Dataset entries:
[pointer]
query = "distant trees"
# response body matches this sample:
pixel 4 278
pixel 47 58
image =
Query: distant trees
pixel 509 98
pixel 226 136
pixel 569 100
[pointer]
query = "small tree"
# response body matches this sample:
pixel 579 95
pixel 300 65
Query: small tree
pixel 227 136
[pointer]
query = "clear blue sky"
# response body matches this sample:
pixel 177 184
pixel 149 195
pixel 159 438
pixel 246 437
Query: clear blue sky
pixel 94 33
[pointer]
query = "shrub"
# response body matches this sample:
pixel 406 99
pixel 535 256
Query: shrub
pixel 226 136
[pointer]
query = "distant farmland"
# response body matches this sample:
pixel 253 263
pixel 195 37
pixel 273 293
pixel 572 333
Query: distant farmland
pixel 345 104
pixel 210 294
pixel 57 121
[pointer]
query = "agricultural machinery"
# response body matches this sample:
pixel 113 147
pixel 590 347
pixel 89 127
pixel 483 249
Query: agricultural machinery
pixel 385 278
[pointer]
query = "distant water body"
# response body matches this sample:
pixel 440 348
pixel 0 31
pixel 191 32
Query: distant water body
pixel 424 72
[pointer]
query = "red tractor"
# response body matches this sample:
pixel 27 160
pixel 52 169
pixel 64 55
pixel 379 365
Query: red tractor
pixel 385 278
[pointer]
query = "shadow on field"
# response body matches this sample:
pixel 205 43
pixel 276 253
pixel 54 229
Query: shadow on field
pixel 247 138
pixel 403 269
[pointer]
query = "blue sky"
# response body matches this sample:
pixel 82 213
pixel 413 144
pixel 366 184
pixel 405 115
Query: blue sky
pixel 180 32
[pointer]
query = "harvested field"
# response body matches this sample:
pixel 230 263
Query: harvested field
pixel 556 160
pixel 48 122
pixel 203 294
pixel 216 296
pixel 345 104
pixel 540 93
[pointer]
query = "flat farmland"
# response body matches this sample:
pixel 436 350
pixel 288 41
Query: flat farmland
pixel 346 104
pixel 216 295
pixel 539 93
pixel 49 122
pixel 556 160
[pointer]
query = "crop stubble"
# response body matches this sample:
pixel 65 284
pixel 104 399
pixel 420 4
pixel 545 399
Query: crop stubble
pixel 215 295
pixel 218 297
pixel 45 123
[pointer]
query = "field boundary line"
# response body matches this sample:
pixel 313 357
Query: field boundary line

▶ [The task] Output all of the entries without altering a single word.

▶ [Solution to this task]
[pointer]
query = "distant trees"
# response body matches this sample:
pixel 4 278
pixel 47 58
image =
Query: distant trees
pixel 509 98
pixel 226 136
pixel 569 100
[pointer]
query = "small tree"
# response body matches this sample:
pixel 579 95
pixel 300 65
Query: small tree
pixel 227 136
[pointer]
query = "clear blue sky"
# response body matches this sample:
pixel 177 184
pixel 149 195
pixel 159 438
pixel 246 437
Query: clear blue sky
pixel 94 33
[pointer]
query = "shrub"
# response body matches this sample:
pixel 406 99
pixel 535 256
Query: shrub
pixel 226 136
[pointer]
query = "distant farmland"
# response body matches this sample:
pixel 253 263
pixel 195 37
pixel 273 293
pixel 572 333
Query: distant farmland
pixel 345 104
pixel 210 294
pixel 57 121
[pointer]
query = "agricultural machinery"
# response body matches this sample:
pixel 113 147
pixel 590 347
pixel 89 127
pixel 483 249
Query: agricultural machinery
pixel 385 278
[pointer]
query = "distant water body"
# response body matches this sample:
pixel 440 348
pixel 0 31
pixel 191 32
Query: distant water body
pixel 424 72
[pointer]
query = "red tractor"
# response body matches this sample:
pixel 27 160
pixel 52 169
pixel 64 55
pixel 379 365
Query: red tractor
pixel 385 278
[pointer]
query = "shadow on field"
# response body matches this sample:
pixel 205 43
pixel 276 253
pixel 54 229
Query: shadow on field
pixel 247 138
pixel 403 269
[pointer]
query = "blue sky"
# response body matches this sample:
pixel 82 213
pixel 413 144
pixel 366 184
pixel 405 115
Query: blue sky
pixel 180 32
[pointer]
query = "harvested field"
# response body matches this sample:
pixel 230 263
Query: harvested field
pixel 556 160
pixel 48 122
pixel 203 294
pixel 216 296
pixel 345 104
pixel 540 93
[pointer]
query = "flat farmland"
# response body matches this sample:
pixel 436 350
pixel 288 41
Query: flat farmland
pixel 346 104
pixel 216 295
pixel 539 93
pixel 49 122
pixel 556 160
[pointer]
query = "crop stubble"
# response body matches this sample:
pixel 65 284
pixel 104 399
pixel 420 4
pixel 545 399
Query: crop stubble
pixel 215 295
pixel 218 297
pixel 45 123
[pointer]
query = "field boundary line"
# response body matches this sample:
pixel 313 357
Query: field boundary line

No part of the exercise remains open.